Record extracts:
* * * * * * * * *

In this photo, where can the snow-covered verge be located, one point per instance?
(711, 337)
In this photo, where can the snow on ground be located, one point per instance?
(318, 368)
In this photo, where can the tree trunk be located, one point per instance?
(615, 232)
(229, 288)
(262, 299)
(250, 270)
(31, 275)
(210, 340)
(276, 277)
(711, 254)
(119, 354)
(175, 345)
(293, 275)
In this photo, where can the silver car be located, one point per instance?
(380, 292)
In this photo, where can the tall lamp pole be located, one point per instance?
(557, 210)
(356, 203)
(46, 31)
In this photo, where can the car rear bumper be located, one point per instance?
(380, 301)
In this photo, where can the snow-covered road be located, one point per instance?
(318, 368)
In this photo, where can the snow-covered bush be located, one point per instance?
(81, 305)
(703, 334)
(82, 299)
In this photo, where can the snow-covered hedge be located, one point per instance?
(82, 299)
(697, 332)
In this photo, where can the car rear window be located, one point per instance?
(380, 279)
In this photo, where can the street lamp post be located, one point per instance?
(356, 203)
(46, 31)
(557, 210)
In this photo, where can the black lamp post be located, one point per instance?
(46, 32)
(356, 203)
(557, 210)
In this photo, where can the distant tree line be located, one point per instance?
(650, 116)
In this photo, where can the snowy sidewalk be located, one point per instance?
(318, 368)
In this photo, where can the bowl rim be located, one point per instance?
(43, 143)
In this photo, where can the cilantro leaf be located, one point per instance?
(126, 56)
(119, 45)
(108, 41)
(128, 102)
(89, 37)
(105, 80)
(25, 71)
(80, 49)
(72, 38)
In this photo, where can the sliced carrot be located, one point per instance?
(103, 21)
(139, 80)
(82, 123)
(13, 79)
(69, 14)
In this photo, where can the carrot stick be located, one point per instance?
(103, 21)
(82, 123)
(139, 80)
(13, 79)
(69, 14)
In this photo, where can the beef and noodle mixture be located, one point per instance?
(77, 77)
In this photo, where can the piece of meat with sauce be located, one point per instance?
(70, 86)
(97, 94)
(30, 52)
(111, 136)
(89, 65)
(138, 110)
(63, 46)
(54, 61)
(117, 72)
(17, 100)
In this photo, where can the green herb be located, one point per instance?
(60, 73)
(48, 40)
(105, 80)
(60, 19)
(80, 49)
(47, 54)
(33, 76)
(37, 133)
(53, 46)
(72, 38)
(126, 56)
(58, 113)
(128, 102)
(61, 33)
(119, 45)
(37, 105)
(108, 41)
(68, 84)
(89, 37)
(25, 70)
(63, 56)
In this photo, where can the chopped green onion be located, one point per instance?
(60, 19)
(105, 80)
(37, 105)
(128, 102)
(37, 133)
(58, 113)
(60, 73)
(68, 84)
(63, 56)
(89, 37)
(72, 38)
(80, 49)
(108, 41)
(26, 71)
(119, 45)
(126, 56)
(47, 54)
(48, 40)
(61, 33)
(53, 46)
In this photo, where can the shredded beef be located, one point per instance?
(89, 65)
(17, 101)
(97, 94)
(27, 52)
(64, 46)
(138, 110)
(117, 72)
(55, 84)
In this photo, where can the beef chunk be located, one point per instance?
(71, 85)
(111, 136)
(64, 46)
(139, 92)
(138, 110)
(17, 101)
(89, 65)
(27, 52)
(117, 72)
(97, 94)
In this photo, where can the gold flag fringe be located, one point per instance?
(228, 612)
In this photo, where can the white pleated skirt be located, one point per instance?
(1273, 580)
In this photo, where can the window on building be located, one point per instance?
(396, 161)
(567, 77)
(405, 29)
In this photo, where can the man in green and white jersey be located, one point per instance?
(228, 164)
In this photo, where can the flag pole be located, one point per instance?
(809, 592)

* * * * * * * * *

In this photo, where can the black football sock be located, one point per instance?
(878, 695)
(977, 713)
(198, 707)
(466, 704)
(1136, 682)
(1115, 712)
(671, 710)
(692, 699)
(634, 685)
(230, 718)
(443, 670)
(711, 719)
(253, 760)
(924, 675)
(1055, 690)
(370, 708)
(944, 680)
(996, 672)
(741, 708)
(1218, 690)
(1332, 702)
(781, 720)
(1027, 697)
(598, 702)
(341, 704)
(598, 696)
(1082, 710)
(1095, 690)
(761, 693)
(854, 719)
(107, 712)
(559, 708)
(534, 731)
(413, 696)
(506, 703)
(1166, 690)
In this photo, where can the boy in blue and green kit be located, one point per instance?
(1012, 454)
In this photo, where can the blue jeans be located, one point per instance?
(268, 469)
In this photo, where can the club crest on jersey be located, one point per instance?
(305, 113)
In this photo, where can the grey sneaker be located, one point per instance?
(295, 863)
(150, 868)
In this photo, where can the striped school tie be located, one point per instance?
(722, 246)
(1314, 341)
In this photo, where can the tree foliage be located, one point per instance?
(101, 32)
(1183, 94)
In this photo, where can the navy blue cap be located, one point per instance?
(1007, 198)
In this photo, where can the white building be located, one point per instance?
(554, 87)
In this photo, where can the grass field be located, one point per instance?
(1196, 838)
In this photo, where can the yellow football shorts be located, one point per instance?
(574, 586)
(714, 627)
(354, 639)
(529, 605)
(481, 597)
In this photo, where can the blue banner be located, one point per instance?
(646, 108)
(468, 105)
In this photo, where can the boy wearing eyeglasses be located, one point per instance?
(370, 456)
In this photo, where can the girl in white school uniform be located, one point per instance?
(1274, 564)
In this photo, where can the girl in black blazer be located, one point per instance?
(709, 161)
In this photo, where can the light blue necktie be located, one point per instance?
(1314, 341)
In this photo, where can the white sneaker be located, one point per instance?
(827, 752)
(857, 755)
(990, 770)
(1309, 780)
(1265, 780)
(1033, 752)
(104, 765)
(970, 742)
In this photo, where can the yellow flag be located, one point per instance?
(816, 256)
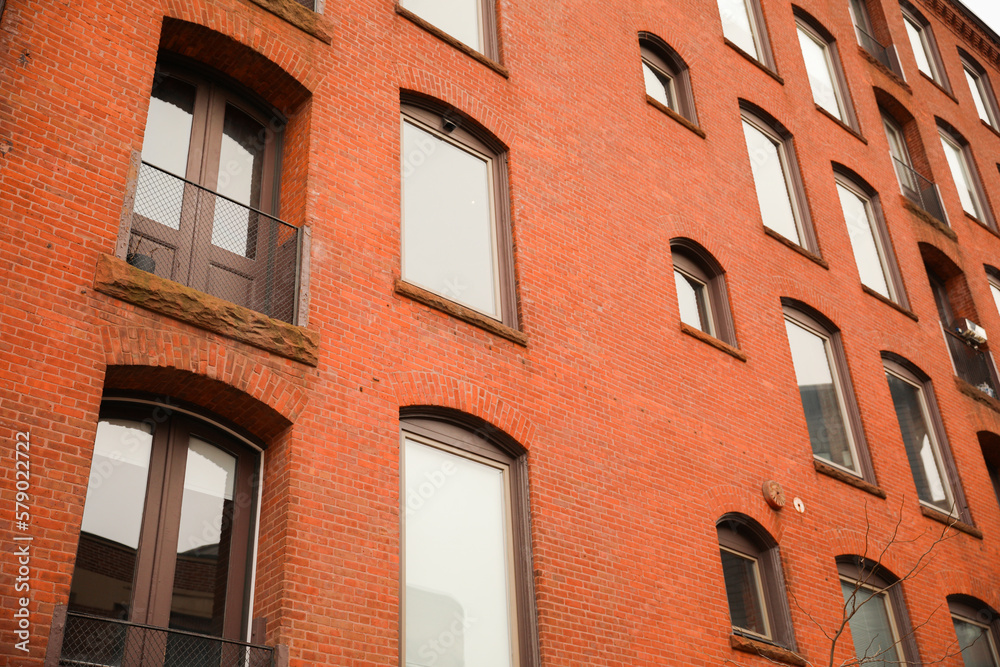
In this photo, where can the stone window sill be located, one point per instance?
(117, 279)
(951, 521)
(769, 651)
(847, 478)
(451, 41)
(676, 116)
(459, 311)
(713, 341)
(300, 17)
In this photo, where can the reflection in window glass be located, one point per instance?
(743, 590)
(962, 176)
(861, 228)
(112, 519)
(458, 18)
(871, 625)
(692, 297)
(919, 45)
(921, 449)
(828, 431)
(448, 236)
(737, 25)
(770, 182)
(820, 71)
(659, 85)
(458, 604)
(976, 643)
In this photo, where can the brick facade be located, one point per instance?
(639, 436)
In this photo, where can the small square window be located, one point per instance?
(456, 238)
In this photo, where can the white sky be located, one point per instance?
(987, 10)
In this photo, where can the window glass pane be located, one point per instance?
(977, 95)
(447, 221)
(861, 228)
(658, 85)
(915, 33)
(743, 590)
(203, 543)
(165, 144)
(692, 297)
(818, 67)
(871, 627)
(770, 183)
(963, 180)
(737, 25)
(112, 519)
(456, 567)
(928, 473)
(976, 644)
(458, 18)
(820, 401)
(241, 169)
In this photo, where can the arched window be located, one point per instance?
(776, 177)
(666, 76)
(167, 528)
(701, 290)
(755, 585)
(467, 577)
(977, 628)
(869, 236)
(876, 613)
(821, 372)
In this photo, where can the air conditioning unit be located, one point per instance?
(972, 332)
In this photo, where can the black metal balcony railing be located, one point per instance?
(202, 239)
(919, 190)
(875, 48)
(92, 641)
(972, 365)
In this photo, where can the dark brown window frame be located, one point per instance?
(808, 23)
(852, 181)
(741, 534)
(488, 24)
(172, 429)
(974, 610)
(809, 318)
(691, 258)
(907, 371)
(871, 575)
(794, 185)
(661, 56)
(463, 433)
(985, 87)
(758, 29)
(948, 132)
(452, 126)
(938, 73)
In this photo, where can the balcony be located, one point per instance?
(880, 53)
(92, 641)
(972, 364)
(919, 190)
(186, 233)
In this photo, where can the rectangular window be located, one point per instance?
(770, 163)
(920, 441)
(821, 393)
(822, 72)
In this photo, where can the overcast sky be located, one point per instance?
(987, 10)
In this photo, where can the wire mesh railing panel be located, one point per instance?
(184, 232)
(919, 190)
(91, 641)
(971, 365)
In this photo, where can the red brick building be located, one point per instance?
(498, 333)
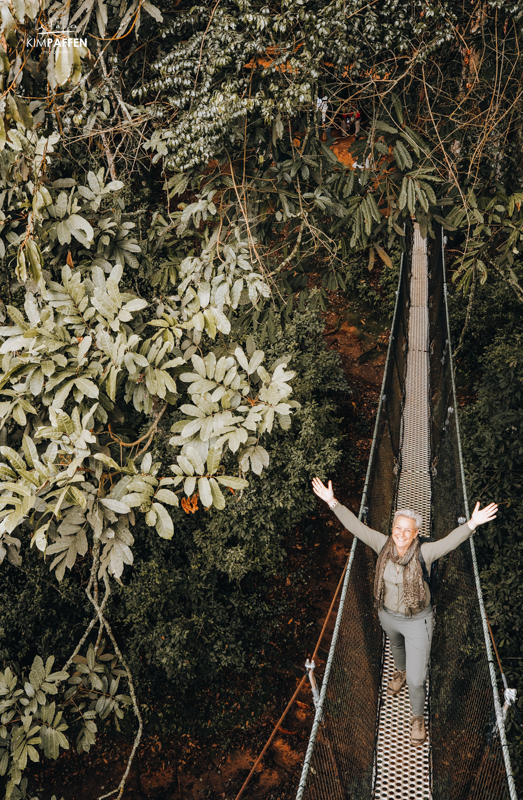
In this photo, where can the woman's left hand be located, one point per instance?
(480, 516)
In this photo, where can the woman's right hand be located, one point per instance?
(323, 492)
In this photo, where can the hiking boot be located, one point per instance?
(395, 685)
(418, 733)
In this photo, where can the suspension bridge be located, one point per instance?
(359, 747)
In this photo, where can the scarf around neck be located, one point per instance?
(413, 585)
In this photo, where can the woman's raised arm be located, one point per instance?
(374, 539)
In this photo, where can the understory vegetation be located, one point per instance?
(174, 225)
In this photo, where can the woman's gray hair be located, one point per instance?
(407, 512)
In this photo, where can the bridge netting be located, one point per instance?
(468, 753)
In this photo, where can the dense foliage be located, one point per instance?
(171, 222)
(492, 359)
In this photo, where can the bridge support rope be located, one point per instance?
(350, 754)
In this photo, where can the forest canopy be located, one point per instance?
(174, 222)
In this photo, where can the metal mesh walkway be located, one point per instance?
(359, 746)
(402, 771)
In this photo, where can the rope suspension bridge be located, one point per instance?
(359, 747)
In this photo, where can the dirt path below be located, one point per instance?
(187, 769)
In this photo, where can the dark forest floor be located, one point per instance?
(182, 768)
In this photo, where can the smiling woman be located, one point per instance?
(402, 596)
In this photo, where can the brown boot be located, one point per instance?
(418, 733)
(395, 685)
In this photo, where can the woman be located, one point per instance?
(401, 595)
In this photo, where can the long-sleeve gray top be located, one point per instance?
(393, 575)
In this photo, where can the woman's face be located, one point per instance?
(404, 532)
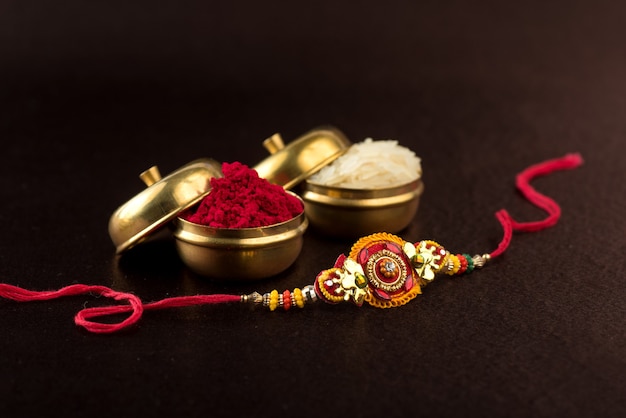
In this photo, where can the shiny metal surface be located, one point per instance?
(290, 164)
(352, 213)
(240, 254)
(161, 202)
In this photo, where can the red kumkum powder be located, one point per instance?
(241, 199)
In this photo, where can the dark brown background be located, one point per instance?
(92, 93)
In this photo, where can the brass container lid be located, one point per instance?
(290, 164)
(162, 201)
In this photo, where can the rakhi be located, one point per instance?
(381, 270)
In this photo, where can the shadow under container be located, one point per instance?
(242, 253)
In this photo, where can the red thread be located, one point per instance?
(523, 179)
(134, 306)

* * * * * * * * *

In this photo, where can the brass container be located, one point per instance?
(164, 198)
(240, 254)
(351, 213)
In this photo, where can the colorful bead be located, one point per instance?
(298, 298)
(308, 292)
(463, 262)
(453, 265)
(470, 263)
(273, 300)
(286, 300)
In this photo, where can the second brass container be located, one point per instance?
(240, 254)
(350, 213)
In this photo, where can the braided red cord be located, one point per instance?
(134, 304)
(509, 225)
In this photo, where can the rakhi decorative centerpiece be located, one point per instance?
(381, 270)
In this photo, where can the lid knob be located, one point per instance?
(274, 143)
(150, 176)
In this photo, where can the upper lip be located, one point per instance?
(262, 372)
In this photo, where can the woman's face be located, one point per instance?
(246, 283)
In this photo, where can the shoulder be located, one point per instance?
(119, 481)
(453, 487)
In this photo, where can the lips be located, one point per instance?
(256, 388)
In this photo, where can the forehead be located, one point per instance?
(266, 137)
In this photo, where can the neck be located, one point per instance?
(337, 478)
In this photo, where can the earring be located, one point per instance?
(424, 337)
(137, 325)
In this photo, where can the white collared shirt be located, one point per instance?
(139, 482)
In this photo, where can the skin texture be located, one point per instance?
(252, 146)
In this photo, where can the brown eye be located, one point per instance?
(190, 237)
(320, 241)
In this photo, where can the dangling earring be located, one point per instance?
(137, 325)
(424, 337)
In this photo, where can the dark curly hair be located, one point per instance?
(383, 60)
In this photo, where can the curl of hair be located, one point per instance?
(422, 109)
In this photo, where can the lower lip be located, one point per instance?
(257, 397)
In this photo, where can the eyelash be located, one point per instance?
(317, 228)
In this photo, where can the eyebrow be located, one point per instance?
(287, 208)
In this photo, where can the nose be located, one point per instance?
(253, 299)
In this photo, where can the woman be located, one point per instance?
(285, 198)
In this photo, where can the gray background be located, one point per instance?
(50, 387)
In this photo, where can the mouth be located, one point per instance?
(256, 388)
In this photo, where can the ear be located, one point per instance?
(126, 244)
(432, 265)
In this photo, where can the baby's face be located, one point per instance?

* * * * * * * * *

Task prompt: Reproduce the records verbatim, from the line containing "In this photo, where can the shoulder" through the line containing "In this photo, where can the baby's", and give only those lines.

Answer to this problem:
In this photo, where can the shoulder be located, one point per instance?
(119, 481)
(453, 487)
In this photo, where can the lips be located, one point per instance?
(256, 388)
In this photo, where can the forehead be located, one point per instance?
(266, 137)
In this photo, where can the neck be located, one point per instance?
(337, 478)
In this photo, where can the earring be located, one point per instance?
(424, 337)
(137, 325)
In this photo, where can the white collared shirt be located, one point per instance?
(139, 482)
In this photo, where can the skin texture be located, one point per instance?
(252, 146)
In this photo, where can the brown eye be located, one point per instance?
(190, 237)
(320, 241)
In this photo, where can the dangling earring be located, one point per instance?
(137, 325)
(424, 337)
In this photo, where can the dark curly hair be located, one point per instance?
(383, 60)
In this photo, where can the curl of hair be located, one point per instance?
(422, 109)
In this photo, where can the lower lip be located, one point per instance?
(257, 397)
In this photo, where can the eyelash be located, one point per instance?
(317, 228)
In this photo, where can the eyebrow be located, one point per instance?
(287, 208)
In this photo, where can the nose be located, one point per instance?
(253, 299)
In this photo, where can the woman be located, one point per instance?
(285, 198)
In this photo, where can the gray background be located, one point per instance?
(50, 387)
In this photo, where can the mouth be located, one point per instance?
(256, 388)
In this photo, where can the ear be located, one point per instance?
(126, 244)
(432, 265)
In this photo, where can the baby's face be located, one point per instance?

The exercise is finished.